[SHORT TASK] Write each line word for word, from the line that contains "Target: white window frame" through the last line of the material below.

[INFORMATION GIVEN]
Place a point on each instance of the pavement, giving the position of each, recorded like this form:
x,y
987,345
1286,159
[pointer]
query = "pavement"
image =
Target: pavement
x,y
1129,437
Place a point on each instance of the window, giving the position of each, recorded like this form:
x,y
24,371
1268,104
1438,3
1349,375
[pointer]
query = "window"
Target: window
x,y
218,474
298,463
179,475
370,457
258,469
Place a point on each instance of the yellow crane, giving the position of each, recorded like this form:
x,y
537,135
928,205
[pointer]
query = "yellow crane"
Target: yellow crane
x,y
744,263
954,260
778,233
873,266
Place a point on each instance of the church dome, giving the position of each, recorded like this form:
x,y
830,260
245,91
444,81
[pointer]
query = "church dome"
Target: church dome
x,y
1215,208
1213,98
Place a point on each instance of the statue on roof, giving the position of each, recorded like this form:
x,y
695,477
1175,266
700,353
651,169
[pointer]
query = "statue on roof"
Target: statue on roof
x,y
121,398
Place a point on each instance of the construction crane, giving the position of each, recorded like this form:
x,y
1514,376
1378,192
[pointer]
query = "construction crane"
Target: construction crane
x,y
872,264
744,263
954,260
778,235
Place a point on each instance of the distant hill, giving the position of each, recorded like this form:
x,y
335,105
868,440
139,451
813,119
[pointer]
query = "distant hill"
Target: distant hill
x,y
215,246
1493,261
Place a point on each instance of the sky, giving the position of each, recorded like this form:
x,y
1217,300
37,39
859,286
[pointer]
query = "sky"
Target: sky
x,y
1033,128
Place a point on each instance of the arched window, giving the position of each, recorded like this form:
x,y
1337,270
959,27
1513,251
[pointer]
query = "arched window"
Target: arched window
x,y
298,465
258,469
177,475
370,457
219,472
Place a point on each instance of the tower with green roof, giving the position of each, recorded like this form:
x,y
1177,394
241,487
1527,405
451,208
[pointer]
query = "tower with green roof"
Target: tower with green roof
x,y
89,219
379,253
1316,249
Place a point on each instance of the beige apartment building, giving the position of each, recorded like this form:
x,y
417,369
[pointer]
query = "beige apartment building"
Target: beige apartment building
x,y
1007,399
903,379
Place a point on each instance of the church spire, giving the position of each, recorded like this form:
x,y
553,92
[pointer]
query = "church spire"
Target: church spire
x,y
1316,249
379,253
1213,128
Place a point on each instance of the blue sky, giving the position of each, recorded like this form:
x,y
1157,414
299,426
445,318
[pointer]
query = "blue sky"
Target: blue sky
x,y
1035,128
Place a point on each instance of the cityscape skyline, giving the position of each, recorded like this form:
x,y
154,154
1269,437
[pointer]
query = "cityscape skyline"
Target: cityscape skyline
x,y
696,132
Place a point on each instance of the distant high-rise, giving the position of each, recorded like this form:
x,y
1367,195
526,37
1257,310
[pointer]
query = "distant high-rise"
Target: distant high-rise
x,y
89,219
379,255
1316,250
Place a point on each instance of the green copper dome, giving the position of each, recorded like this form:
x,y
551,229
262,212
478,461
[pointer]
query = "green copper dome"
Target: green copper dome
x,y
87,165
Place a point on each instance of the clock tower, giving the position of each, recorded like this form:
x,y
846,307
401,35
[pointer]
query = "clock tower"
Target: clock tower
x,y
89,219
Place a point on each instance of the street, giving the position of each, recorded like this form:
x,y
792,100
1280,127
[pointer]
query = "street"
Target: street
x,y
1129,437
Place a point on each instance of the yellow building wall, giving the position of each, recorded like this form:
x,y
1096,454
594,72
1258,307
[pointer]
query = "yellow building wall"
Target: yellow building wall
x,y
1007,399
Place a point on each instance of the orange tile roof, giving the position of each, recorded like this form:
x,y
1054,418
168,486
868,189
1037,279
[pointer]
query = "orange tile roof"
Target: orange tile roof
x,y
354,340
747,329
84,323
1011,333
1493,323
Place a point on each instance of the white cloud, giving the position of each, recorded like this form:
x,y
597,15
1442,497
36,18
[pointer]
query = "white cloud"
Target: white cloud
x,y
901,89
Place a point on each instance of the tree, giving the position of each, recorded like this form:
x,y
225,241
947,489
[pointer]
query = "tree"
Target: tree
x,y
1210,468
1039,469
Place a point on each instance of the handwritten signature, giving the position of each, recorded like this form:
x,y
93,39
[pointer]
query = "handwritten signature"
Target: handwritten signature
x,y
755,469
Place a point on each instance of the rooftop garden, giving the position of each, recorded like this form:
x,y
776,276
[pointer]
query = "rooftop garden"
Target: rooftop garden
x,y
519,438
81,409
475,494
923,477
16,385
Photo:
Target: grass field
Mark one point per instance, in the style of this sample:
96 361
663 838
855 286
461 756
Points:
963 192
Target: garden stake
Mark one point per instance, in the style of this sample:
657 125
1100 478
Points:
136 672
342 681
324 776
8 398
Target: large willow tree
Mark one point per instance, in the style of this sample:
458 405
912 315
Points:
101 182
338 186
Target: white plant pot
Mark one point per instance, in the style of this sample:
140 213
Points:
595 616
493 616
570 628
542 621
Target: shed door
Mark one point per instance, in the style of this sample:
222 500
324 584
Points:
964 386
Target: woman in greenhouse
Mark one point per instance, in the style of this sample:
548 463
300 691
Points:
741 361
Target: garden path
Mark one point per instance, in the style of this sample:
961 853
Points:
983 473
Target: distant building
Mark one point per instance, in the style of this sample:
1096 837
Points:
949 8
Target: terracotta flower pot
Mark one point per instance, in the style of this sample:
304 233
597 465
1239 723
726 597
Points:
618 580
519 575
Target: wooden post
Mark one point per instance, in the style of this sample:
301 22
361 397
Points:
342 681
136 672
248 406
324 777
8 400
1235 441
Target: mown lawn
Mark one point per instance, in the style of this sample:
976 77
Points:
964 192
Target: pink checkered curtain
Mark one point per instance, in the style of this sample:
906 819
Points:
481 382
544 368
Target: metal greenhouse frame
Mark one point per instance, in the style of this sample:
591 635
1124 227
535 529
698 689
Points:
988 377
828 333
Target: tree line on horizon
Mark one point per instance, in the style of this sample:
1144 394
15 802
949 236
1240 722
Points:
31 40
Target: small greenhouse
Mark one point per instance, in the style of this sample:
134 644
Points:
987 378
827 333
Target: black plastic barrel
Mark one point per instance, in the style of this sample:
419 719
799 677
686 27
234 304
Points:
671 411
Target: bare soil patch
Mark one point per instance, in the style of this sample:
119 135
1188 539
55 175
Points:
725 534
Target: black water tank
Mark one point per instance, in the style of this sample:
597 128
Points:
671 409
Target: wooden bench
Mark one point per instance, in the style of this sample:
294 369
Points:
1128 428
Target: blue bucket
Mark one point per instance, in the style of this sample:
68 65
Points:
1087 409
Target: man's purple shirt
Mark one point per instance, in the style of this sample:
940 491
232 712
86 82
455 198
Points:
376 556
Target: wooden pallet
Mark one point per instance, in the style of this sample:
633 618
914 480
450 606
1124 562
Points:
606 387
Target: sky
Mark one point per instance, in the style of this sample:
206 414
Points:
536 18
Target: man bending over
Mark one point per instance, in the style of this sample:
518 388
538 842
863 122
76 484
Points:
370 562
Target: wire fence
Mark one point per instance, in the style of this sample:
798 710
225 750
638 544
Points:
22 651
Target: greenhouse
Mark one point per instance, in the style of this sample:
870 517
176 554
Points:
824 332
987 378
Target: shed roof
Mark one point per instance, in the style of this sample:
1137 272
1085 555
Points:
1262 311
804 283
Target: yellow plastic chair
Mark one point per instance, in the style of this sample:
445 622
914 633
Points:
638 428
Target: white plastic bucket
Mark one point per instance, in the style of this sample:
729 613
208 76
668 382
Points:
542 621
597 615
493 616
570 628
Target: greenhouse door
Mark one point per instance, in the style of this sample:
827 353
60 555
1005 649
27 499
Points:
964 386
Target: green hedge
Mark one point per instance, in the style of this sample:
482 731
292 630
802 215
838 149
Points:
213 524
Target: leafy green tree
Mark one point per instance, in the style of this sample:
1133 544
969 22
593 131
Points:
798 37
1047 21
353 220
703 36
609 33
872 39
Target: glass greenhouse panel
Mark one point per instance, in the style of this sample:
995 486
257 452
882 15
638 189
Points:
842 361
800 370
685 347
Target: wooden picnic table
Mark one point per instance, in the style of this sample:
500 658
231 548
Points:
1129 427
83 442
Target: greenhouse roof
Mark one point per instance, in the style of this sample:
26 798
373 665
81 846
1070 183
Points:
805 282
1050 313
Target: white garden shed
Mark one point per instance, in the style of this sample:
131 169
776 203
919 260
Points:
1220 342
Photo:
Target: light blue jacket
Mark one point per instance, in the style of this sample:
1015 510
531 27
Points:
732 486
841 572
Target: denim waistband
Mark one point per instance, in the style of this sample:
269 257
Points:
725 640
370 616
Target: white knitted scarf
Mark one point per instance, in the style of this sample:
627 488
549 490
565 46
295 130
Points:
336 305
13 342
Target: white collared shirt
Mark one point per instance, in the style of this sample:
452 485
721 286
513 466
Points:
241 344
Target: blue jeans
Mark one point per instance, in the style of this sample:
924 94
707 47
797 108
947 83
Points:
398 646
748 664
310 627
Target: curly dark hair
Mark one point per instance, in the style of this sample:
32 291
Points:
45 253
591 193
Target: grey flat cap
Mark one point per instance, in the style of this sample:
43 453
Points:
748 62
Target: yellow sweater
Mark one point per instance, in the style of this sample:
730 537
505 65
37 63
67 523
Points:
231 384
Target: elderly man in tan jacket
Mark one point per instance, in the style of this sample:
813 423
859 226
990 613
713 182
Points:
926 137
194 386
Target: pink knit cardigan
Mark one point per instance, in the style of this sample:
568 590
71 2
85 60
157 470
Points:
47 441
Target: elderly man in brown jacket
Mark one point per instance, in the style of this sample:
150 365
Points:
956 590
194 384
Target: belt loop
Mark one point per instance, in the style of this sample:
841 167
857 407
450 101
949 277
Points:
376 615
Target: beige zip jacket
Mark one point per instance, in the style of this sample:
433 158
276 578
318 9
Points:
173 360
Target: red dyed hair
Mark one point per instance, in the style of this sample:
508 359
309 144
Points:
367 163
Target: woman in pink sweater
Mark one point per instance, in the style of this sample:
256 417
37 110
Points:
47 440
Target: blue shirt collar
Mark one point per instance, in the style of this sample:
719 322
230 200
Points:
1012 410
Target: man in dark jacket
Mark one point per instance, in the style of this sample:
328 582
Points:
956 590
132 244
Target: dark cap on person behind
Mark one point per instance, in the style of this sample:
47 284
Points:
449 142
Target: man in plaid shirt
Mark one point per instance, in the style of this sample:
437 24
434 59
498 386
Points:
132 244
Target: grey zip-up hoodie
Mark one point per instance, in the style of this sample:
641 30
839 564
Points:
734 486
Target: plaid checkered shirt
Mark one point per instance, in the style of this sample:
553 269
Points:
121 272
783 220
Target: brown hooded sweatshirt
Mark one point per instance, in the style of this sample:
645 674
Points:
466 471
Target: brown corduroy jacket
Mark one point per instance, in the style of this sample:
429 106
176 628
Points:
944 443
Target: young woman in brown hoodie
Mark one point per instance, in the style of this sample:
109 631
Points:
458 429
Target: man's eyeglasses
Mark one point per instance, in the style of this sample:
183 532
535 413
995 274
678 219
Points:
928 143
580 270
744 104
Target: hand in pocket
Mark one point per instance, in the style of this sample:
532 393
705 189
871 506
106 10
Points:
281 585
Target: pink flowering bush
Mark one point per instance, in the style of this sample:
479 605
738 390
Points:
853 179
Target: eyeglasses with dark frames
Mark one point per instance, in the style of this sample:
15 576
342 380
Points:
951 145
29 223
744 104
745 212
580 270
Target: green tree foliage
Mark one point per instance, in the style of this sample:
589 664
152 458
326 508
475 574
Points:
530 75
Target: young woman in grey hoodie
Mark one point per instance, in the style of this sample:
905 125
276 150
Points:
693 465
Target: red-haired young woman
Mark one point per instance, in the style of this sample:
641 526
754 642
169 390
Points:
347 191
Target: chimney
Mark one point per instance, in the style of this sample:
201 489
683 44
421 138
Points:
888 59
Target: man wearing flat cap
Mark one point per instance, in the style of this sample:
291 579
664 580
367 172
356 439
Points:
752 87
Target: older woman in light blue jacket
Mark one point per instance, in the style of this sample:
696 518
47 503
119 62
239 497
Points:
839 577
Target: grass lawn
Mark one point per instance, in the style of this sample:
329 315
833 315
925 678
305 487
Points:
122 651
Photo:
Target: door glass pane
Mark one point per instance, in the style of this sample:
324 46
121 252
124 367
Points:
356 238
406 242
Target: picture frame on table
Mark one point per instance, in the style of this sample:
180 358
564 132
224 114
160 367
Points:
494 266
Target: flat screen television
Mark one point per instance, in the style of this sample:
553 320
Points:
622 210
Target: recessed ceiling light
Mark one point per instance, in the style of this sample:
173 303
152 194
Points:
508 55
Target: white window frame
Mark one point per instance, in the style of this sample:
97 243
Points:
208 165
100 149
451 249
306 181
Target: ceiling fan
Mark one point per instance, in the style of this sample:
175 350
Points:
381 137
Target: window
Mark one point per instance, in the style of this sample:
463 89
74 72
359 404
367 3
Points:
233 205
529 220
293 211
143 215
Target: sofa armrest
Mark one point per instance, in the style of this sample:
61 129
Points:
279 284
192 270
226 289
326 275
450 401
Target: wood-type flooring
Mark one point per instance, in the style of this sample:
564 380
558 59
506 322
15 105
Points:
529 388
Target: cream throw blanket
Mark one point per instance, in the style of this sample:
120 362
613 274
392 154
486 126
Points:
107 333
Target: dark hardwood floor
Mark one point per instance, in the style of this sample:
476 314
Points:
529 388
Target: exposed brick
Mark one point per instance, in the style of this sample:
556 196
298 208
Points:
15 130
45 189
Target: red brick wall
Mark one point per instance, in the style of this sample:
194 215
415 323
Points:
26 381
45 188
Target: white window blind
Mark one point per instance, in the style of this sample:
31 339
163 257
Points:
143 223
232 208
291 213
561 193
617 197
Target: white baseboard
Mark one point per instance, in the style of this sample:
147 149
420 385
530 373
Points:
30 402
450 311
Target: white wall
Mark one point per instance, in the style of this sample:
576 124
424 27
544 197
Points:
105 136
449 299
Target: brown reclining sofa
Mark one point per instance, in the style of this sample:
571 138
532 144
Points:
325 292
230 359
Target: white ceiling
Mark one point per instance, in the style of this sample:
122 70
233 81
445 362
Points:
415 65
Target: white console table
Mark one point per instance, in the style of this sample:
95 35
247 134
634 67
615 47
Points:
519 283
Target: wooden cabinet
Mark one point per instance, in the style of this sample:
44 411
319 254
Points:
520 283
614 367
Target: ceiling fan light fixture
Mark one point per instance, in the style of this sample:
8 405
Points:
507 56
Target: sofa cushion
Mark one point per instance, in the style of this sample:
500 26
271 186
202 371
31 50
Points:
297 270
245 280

[RESULT]
Target: white window frame
Mark one point per instance, in the style of this sample:
97 243
Points:
208 165
100 149
451 249
306 181
Target: ceiling fan
Mark one point per instance, in the style of this sample:
175 350
Points:
381 137
Target: window
Mark one point per instance, in the style of this sample:
463 89
74 72
359 404
367 3
Points:
233 205
529 220
293 211
143 215
Target: sofa armrest
Mark one point per instance, in the style of this sample:
61 129
Points:
279 284
192 270
226 289
326 275
450 401
Target: wood-type flooring
Mark one point per instance, in the style of this sample:
564 380
558 59
506 322
15 105
Points:
529 388
Target: cream throw blanket
Mark one point per instance, in the style of this sample:
120 362
613 274
392 154
486 126
Points:
107 333
Target: dark hardwood floor
Mark one point per instance, in the style of this sample:
476 314
Points:
529 388
Target: exposed brick
Mark one point per instance, in the style of this sample:
556 196
298 208
Points:
15 130
45 189
Target: red brick wall
Mark one point per instance, in the style of this sample:
194 215
415 323
Points:
26 381
45 188
Target: white window blind
Mark one point per instance, in the style of this sample:
31 339
163 257
Points:
143 223
232 208
291 213
561 193
617 197
Target: white baseboard
Mark one point per instance, in the style of this sample:
147 149
420 385
530 373
Points:
30 402
450 311
Target: white wall
Mark one point per instance, in the style of this sample:
576 124
424 27
544 197
Points:
105 136
449 299
Target: brown reclining sofa
Mark one point per instance, in the style of this sample:
571 138
532 144
Points:
325 292
230 359
Target: white ceiling
Mark one point per instance, in the style of this sample:
122 70
233 81
445 362
Points:
415 65
Target: white console table
Mark one point per instance, in the style of this sample:
95 35
247 134
634 67
615 47
Points:
519 283
Target: wooden cabinet
Mark one point per instance, in the style of this sample:
44 411
319 254
Points:
520 283
614 367
Target: ceiling fan light fixture
Mark one point per instance, in the style of this sample:
8 405
Points:
507 56
Target: sofa cushion
Mark one point per instance, in the style of this sample:
500 26
271 186
202 371
31 50
Points:
297 270
245 280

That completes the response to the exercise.